Every entry must be transcribed without alteration.
========================
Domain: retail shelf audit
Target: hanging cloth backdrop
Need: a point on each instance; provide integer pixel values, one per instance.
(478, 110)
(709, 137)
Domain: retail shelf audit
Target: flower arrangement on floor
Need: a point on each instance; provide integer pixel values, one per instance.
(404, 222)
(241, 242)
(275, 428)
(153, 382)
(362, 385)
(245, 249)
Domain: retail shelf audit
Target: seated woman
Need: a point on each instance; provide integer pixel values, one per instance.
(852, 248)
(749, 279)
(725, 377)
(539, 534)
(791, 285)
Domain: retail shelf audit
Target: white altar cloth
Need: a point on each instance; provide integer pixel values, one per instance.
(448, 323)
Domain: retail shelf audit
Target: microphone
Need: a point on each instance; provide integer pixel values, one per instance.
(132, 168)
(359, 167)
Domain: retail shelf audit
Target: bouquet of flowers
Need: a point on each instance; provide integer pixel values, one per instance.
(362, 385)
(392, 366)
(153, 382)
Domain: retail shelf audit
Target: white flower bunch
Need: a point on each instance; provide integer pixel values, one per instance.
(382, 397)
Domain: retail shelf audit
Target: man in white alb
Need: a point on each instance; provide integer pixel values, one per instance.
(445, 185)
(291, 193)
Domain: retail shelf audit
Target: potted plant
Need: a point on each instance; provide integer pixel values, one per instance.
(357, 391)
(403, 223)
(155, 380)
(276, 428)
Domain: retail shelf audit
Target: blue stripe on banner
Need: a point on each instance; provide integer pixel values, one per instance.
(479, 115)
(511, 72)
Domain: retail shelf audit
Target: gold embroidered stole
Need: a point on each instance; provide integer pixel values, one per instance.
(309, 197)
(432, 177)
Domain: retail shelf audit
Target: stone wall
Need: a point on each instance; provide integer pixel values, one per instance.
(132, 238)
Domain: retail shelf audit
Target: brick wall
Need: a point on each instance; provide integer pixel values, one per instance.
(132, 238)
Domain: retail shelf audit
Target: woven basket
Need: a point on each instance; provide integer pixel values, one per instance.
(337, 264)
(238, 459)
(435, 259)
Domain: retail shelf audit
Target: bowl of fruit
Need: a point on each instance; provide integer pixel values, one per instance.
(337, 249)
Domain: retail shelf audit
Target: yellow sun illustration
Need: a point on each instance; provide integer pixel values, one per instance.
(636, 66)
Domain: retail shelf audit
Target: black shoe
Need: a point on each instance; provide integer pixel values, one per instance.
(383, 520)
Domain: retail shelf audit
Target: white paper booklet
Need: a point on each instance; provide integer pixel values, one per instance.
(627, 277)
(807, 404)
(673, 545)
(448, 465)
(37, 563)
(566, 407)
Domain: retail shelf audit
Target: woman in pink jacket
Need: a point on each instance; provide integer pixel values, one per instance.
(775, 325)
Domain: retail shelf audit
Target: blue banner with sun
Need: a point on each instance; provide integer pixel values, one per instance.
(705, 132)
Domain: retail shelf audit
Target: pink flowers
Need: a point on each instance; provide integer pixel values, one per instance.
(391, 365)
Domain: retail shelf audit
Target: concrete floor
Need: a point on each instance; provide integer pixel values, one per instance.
========================
▸ **Result of the task**
Domain: retail shelf audit
Target: hanging cloth backdrop
Need: a point on each instance; provide integer pixel values, one per instance.
(478, 110)
(709, 137)
Domain: retail shelf audit
Target: flower arrangement on floor
Need: a point on each instance; provide integer pixel values, one per instance.
(404, 222)
(241, 242)
(275, 428)
(153, 382)
(362, 385)
(245, 249)
Domain: retail shelf audit
Target: seated woman
Need: a point on each instance; provide integer pixel values, one per instance.
(852, 248)
(749, 279)
(725, 377)
(539, 534)
(791, 285)
Domain: retail shelf audit
Target: white altar cloth
Need: a point on each instance; provide integer pixel values, one per instance.
(448, 323)
Domain: retail shelf audit
Target: microphone
Need: a point on each instance; provide integer pixel values, one per instance.
(132, 168)
(359, 167)
Domain: retail shelf audit
Target: bouquet of flowers
Need: a point on each instance; provide integer pixel values, one per instance.
(362, 385)
(392, 366)
(153, 382)
Domain: retail shelf audit
Target: white flower bunch
Need: a point on each instance; provide integer pixel values, one per instance.
(382, 397)
Domain: retail shelf audit
Target: man in white alb
Need: a point on each instance; provide integer pixel values, one per instance.
(445, 185)
(291, 193)
Domain: retail shelf audit
Target: potted plant
Need: a point on each instance; provide integer pixel values, one per instance.
(357, 391)
(403, 223)
(155, 380)
(276, 428)
Domain: retail shelf audit
Target: blue stripe on banner
Need: a point on each instance; provide integer pixel values, one per instance.
(479, 115)
(511, 72)
Domain: retail shelf audit
Target: gold embroidered stole
Need: a point on each instance; provide integer pixel values, one per instance.
(309, 197)
(432, 177)
Domain: retail shelf audit
Target: stone wall
Need: a point on each instance; provide integer pixel values, one per instance.
(132, 238)
Domain: retail shelf audit
Target: brick wall
Need: a point on each instance; provide integer pixel values, one per instance.
(132, 238)
Domain: retail shelf audit
Target: woven basket
Need: a point on each instance; provide integer pixel values, one per instance.
(337, 264)
(238, 459)
(435, 259)
Domain: retail shelf audit
Target: bowl of fruit
Need: a point on each instance; provide integer pixel values, one per instance.
(337, 249)
Domain: retail shelf audit
Target: yellow sun illustration
Need: a point on each instance; provide integer pixel values, one per instance.
(636, 66)
Domain: retail shelf audit
Target: black shoe
Need: a point on each instance; provide integer pixel values, one per instance.
(383, 520)
Domain: retail shelf audit
Target: white paper booklet
Need: a point on each instance; provide integer pixel values, one per instance.
(627, 277)
(807, 404)
(673, 545)
(448, 465)
(37, 563)
(566, 407)
Domain: retail shelf audit
Target: woman in pink jacket
Need: a point on each instance; provide integer pixel values, one per instance.
(775, 325)
Domain: retail shelf audit
Target: blue banner with sun
Need: a point on each instance; provide integer pixel values, one per instance.
(705, 132)
Domain: retail shelf audit
Target: pink flowers
Need: a point on each instance; provide integer pixel values, one per instance.
(391, 365)
Domain: retail shelf audit
Target: concrete floor
Need: a point on each instance; provide integer pixel values, one per instance.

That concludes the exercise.